──────── QUOTED PASSAGE ────────
Las Vegas Sands lends $1bn to Sands China following Macau lockdown

Macau integrated resort developer Sands China has announced that it has entered into a loan agreement with its parent company, Las Vegas Sands (LVS), following the recent announcement of a new lockdown in the special administrative region.

Sands China released the information in a press release to investors, detailing the terms of the subordinated unsecured term loan. The amount is $1bn (£845m / €998m), lent on 11 July, 2022 to be repayable on 11 July, 2028.

In the first two years of the agreement, Sands China will have the option of either paying cash interest at 5% annually or payment-in-kind interest at 6% annually by adding the amount of such interest to the then-outstanding principal amount of the Loan. Following those two years, only cash interest will be payable.
────────
LIST OF TASKS =
- a) Answer these questions about the article on the Sands China loan:
(i) Which company is the parent of Sands China?
(ii) On what date is the loan repayable?
(iii) What yearly rate applies if Sands China pays cash interest in the first two years?
- b) List every sum of money that the article on the Sands China loan gives.
- c) Continue the article about the Las Vegas Sands loan to Sands China from the point where it stops.
──────── LISTED RECORDS ────────
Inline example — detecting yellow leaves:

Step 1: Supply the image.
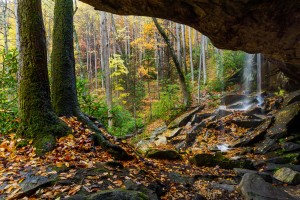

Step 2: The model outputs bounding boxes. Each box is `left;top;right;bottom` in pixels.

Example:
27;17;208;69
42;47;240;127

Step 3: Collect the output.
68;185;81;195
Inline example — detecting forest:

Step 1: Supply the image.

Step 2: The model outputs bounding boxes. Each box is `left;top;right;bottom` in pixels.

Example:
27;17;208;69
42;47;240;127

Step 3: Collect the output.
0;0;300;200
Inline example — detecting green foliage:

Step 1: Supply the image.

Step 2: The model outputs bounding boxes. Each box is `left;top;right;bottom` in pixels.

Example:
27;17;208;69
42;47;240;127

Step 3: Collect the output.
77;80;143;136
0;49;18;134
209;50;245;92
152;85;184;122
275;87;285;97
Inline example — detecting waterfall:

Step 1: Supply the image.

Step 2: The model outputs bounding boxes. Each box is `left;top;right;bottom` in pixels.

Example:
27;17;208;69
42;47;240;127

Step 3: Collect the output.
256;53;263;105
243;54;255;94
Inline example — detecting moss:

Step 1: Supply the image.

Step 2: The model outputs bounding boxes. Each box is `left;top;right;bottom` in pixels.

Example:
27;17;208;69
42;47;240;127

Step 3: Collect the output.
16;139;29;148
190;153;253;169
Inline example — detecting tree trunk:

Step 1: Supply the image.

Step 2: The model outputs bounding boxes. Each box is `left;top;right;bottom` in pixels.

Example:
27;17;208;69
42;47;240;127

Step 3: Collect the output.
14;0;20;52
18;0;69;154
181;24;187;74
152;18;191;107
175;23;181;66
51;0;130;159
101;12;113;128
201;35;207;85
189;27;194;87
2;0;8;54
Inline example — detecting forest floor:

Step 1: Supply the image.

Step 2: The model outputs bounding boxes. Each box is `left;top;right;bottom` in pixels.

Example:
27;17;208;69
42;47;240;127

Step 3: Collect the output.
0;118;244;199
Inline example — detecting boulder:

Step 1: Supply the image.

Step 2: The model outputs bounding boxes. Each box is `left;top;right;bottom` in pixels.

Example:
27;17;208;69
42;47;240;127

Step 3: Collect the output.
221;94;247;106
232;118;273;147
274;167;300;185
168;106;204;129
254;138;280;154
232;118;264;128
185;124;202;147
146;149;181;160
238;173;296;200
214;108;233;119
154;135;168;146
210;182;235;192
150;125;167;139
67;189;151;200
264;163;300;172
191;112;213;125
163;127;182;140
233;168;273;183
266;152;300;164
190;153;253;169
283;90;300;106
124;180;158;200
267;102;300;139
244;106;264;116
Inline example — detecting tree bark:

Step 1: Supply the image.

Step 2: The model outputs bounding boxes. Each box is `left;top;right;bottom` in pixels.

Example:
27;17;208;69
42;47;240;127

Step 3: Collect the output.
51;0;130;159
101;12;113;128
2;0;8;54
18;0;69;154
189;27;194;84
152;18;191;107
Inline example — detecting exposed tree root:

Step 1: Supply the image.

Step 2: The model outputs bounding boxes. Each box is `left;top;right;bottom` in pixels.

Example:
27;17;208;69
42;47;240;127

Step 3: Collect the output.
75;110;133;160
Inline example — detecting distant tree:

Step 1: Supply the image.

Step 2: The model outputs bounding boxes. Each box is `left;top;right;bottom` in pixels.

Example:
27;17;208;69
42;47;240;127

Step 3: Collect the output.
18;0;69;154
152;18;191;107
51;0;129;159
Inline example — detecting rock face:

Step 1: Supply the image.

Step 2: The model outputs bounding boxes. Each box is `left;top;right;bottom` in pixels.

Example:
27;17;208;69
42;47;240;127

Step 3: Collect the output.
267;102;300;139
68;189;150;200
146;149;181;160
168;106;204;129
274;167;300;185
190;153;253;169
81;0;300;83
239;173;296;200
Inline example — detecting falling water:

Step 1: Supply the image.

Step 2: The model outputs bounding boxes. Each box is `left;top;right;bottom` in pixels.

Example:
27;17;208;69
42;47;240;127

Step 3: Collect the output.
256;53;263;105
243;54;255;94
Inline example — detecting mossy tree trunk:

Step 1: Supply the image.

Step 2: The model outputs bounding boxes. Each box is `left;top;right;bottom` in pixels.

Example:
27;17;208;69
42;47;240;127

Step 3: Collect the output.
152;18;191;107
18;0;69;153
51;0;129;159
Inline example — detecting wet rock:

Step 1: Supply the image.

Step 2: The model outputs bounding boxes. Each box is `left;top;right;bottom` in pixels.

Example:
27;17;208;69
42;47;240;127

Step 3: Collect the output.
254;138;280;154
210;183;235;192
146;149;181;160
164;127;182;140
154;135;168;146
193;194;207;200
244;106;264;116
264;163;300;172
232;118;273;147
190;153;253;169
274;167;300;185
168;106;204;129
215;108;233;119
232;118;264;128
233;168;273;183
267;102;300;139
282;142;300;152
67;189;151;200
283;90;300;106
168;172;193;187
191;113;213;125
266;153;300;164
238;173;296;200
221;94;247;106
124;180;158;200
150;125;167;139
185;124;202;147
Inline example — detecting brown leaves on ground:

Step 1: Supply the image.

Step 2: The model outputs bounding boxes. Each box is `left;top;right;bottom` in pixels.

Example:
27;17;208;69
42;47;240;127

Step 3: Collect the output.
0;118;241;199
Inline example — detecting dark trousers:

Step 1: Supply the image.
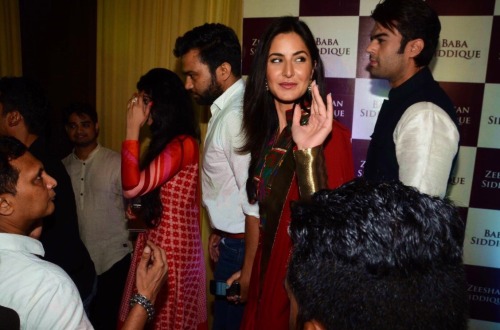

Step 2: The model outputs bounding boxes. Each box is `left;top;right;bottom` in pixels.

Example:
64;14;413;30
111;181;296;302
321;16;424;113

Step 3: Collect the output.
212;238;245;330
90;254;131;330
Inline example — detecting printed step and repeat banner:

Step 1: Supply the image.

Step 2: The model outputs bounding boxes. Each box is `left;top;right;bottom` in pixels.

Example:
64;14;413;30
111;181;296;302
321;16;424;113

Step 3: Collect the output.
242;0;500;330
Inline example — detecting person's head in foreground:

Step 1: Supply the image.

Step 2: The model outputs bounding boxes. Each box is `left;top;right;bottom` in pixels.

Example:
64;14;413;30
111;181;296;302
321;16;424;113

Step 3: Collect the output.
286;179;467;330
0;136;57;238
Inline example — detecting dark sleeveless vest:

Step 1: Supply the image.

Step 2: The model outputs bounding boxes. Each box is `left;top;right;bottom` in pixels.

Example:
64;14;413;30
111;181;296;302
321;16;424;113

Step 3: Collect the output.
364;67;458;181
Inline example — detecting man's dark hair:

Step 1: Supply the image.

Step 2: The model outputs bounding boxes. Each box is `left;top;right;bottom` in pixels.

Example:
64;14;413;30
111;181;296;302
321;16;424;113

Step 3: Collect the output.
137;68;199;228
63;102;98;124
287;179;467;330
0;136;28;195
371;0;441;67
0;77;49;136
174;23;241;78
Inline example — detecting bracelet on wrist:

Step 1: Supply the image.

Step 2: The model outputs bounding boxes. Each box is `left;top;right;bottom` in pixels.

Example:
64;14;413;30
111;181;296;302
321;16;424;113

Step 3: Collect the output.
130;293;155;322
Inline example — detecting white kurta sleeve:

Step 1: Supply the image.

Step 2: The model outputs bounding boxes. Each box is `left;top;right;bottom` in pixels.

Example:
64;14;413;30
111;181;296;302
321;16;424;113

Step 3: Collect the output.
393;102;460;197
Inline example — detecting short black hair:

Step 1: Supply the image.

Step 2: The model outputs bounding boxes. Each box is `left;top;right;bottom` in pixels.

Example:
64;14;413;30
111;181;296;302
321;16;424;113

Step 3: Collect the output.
────────
ANSWERS FOR THE EXERCISE =
- a)
(i) Las Vegas Sands (LVS)
(ii) 11 July, 2028
(iii) 5%

- b)
$1bn
£845m
€998m

- c)
In February, S&P downgraded LVS’s bonds to BB+, below investment grade; meaning that credit from alternative sources may be hard to find for the subsidiary. Currently LVS owns 70% of the issued share capital of Sands China.

LVS stated that the loan was provided in order to support the “working capital and general corporate purposes of the group.”

Left unstated was the difficult business environment for the sector in Macau, with the government of the special administrative region only yesterday announcing the closing of the city’s casinos in the face of a rising Covid-19 case count.